┏━━
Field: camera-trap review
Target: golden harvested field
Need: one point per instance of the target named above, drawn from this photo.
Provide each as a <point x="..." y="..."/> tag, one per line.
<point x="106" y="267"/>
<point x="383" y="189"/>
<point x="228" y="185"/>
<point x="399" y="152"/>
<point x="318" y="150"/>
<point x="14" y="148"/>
┗━━
Brief — Render all of the material above as a two-column CSV with the headers text and answer. Give one row per entry, with each value in a single quoted field and line breaks replaced by spaces.

Result for this task —
text,answer
"Field: camera-trap review Target: golden harvested field Need: one point per instance of the target named above, drawn from this photo. Provide each as a <point x=""..."" y=""...""/> tag, one per line.","<point x=""106"" y=""267""/> <point x=""383"" y=""189""/> <point x=""228"" y=""185""/> <point x=""399"" y=""152""/> <point x=""318"" y=""150""/> <point x=""14"" y=""148""/>"